■ **SUPPLIED ENTRIES**:
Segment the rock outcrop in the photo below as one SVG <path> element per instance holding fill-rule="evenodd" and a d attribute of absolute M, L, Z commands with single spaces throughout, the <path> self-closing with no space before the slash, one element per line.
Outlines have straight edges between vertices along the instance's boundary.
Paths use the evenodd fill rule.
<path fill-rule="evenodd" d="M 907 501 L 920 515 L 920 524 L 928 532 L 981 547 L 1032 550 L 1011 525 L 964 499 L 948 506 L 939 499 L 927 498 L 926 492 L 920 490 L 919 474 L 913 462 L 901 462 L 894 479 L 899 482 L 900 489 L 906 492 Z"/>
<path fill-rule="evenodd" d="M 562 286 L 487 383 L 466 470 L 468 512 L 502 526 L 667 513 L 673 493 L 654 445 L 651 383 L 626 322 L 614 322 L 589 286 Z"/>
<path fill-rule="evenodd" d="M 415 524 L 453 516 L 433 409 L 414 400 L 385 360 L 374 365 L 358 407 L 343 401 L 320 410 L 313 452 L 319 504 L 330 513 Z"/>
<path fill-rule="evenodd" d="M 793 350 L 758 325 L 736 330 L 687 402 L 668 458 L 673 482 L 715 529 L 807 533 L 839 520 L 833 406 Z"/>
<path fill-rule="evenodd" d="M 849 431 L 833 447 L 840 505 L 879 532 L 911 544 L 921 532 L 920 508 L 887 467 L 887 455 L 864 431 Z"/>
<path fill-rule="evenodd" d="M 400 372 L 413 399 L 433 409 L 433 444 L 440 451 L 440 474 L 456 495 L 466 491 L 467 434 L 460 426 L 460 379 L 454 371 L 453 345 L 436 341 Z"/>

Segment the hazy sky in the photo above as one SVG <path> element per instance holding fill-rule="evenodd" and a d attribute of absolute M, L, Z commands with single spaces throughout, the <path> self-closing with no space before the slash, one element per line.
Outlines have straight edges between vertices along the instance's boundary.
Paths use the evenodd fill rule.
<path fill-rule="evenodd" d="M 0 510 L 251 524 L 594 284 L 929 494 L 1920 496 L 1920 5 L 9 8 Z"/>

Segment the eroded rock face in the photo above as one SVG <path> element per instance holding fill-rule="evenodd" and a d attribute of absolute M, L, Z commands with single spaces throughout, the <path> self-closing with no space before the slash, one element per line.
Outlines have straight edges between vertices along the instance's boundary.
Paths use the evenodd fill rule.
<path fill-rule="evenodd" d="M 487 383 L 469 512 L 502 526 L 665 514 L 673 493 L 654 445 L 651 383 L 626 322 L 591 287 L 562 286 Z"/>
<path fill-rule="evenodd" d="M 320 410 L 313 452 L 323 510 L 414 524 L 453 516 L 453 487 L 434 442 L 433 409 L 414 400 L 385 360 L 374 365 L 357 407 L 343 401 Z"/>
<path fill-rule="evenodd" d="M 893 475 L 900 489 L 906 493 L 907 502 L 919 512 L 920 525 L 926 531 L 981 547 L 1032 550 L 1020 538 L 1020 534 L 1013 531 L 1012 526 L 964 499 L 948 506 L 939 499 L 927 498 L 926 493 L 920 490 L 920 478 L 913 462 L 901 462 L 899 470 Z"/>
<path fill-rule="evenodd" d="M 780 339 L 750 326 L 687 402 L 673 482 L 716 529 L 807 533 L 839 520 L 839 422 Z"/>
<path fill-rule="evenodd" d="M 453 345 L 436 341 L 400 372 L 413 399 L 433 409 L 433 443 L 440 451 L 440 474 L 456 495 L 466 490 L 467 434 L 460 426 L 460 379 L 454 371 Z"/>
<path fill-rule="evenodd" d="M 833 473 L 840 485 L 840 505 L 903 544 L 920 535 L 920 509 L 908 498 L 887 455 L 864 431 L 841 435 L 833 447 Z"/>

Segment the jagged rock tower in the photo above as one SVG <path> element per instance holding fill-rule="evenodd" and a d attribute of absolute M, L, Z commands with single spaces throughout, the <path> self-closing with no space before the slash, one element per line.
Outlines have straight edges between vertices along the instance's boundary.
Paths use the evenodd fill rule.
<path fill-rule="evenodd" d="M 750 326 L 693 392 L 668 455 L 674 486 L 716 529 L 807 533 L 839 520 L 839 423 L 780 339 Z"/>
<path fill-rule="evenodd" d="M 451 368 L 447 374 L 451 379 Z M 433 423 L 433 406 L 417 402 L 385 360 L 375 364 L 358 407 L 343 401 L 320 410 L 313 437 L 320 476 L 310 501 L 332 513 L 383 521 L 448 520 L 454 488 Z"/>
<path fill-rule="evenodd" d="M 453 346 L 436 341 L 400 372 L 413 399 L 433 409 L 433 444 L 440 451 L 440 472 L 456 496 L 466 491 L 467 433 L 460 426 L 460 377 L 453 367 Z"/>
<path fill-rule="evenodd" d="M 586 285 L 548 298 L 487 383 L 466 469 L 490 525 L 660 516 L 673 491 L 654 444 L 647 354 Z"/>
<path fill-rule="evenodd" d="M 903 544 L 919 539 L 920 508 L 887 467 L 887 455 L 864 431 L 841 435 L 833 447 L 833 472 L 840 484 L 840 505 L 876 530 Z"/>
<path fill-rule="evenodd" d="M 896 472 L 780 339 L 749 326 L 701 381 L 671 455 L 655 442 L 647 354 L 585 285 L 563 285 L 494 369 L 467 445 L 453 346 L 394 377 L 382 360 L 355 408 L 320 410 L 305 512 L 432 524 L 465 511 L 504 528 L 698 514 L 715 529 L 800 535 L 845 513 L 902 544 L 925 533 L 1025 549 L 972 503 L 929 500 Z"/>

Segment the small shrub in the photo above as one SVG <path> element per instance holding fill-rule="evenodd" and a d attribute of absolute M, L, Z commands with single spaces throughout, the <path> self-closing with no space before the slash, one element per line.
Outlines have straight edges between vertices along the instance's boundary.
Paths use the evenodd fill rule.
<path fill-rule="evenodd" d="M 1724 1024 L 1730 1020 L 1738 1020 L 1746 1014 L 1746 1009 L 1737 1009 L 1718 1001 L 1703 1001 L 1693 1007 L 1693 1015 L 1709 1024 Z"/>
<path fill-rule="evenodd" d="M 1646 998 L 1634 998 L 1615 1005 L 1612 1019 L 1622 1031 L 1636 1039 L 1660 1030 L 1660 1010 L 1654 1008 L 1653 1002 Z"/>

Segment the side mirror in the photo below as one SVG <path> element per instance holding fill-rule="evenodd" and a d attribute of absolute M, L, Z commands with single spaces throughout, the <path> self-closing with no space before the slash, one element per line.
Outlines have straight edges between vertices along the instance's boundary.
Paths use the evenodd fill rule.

■ **WORK ORDER**: A word-for-word transcription of the data above is required.

■ **PROBLEM SOLUTION**:
Segment the rock outcrop in the photo below as one SVG <path> element per instance holding fill-rule="evenodd" and a d attribute of absolute M, L, Z commands with single spaces throughout, the <path> self-closing with no space before the slash, one element per line.
Outlines have straight edges between vertices along the instance's boundary.
Paths use the evenodd fill rule.
<path fill-rule="evenodd" d="M 907 501 L 920 515 L 920 524 L 928 532 L 981 547 L 1032 550 L 1011 525 L 964 499 L 948 506 L 939 499 L 927 498 L 926 492 L 920 490 L 919 474 L 913 462 L 901 462 L 894 479 L 899 482 L 900 489 L 906 492 Z"/>
<path fill-rule="evenodd" d="M 562 286 L 487 383 L 466 470 L 468 512 L 502 526 L 667 513 L 673 493 L 654 445 L 651 383 L 626 322 L 614 322 L 589 286 Z"/>
<path fill-rule="evenodd" d="M 415 524 L 453 516 L 433 409 L 414 400 L 385 360 L 374 365 L 358 407 L 343 401 L 320 410 L 313 452 L 319 504 L 330 513 Z"/>
<path fill-rule="evenodd" d="M 793 350 L 758 325 L 736 330 L 687 402 L 668 458 L 673 482 L 715 529 L 807 533 L 839 520 L 833 406 Z"/>
<path fill-rule="evenodd" d="M 849 431 L 833 447 L 840 505 L 879 532 L 911 544 L 921 532 L 920 508 L 887 467 L 887 455 L 864 431 Z"/>
<path fill-rule="evenodd" d="M 400 372 L 413 399 L 433 409 L 433 444 L 440 451 L 440 474 L 456 495 L 466 491 L 467 434 L 460 426 L 460 379 L 454 371 L 453 345 L 436 341 Z"/>

Segment the hazy sky in the photo above as one SVG <path> element per instance holding fill-rule="evenodd" and a d attribute of absolute M, L, Z commands with single spaces throughout, the <path> self-closing with no space before the slash, one element per line.
Outlines have straight edges between vertices along the instance's boundary.
Paths use the evenodd fill rule.
<path fill-rule="evenodd" d="M 0 510 L 251 524 L 594 284 L 929 494 L 1920 496 L 1920 5 L 9 8 Z"/>

Segment the eroded rock face in the photo above as one SVG <path> element per instance holding fill-rule="evenodd" and a d attribute of absolute M, L, Z commands with single spaces throughout, the <path> self-closing with no space before the slash, one element per line.
Outlines have straight edges between vertices along the instance's boundary.
Paths use the evenodd fill rule.
<path fill-rule="evenodd" d="M 487 383 L 469 512 L 502 526 L 665 514 L 673 493 L 654 445 L 651 383 L 626 322 L 591 287 L 562 286 Z"/>
<path fill-rule="evenodd" d="M 320 410 L 313 452 L 323 510 L 414 524 L 453 516 L 453 487 L 434 442 L 433 409 L 414 400 L 385 360 L 374 365 L 357 407 L 343 401 Z"/>
<path fill-rule="evenodd" d="M 893 475 L 900 489 L 906 493 L 907 502 L 919 512 L 920 525 L 926 531 L 981 547 L 1032 550 L 1020 538 L 1020 534 L 1013 531 L 1012 526 L 964 499 L 948 506 L 939 499 L 927 498 L 926 493 L 920 490 L 920 478 L 913 462 L 901 462 L 899 470 Z"/>
<path fill-rule="evenodd" d="M 780 339 L 750 326 L 687 402 L 673 482 L 716 529 L 807 533 L 839 520 L 839 422 Z"/>
<path fill-rule="evenodd" d="M 453 345 L 436 341 L 400 372 L 413 399 L 433 409 L 433 443 L 440 451 L 440 474 L 456 495 L 466 490 L 467 434 L 460 426 L 460 379 L 454 371 Z"/>
<path fill-rule="evenodd" d="M 833 473 L 840 485 L 840 505 L 903 544 L 920 535 L 920 509 L 908 498 L 887 455 L 864 431 L 841 435 L 833 447 Z"/>

Segment the jagged rock tower in the photo above as one SVG <path> element per instance holding fill-rule="evenodd" and a d attribute of absolute M, L, Z commands with single spaces throughout, the <path> self-closing with no space before the slash, one element per line.
Outlines have straight edges between vertices along the instance's boundary.
Paths use the evenodd fill rule.
<path fill-rule="evenodd" d="M 750 326 L 693 392 L 668 455 L 674 486 L 716 529 L 807 533 L 839 520 L 839 423 L 780 339 Z"/>
<path fill-rule="evenodd" d="M 451 368 L 447 374 L 451 379 Z M 433 423 L 433 406 L 417 402 L 385 360 L 375 364 L 358 407 L 343 401 L 320 410 L 313 437 L 320 476 L 310 501 L 332 513 L 383 521 L 448 520 L 454 488 Z"/>
<path fill-rule="evenodd" d="M 453 346 L 436 341 L 400 372 L 413 399 L 433 409 L 433 444 L 440 451 L 440 472 L 456 496 L 466 491 L 467 433 L 460 426 L 460 377 L 453 367 Z"/>
<path fill-rule="evenodd" d="M 586 285 L 548 298 L 487 383 L 466 469 L 490 525 L 660 516 L 673 491 L 654 444 L 647 354 Z"/>
<path fill-rule="evenodd" d="M 903 544 L 919 539 L 920 508 L 887 467 L 887 455 L 864 431 L 841 435 L 833 447 L 833 472 L 840 484 L 840 505 L 876 530 Z"/>
<path fill-rule="evenodd" d="M 896 472 L 780 339 L 749 326 L 701 381 L 671 455 L 655 442 L 647 354 L 585 285 L 563 285 L 494 369 L 467 445 L 453 346 L 394 377 L 382 360 L 355 408 L 320 410 L 305 512 L 432 524 L 465 511 L 504 528 L 698 514 L 715 529 L 800 535 L 845 513 L 902 544 L 925 533 L 1025 549 L 972 503 L 929 500 Z"/>

Segment the small shrub in the photo above as one SVG <path> element per instance holding fill-rule="evenodd" and a d attribute of absolute M, L, Z commands with single spaces throughout, the <path> self-closing with no space before the slash, one element per line.
Outlines have straight edges between vertices along the instance's boundary.
Paths use the evenodd fill rule.
<path fill-rule="evenodd" d="M 1724 1024 L 1730 1020 L 1738 1020 L 1746 1014 L 1746 1009 L 1737 1009 L 1718 1001 L 1703 1001 L 1693 1007 L 1693 1015 L 1709 1024 Z"/>
<path fill-rule="evenodd" d="M 1646 998 L 1634 998 L 1615 1005 L 1612 1019 L 1622 1031 L 1636 1039 L 1660 1030 L 1660 1010 L 1654 1008 L 1653 1002 Z"/>

Segment the side mirror in the photo below as one SVG <path> element per instance holding fill-rule="evenodd" and a d attribute of absolute M, L, Z commands with single spaces throughout, the <path> self-closing with no space before the slash, one element per line.
Outlines have straight edges between vertices along the instance's boundary.
Paths use the evenodd fill rule.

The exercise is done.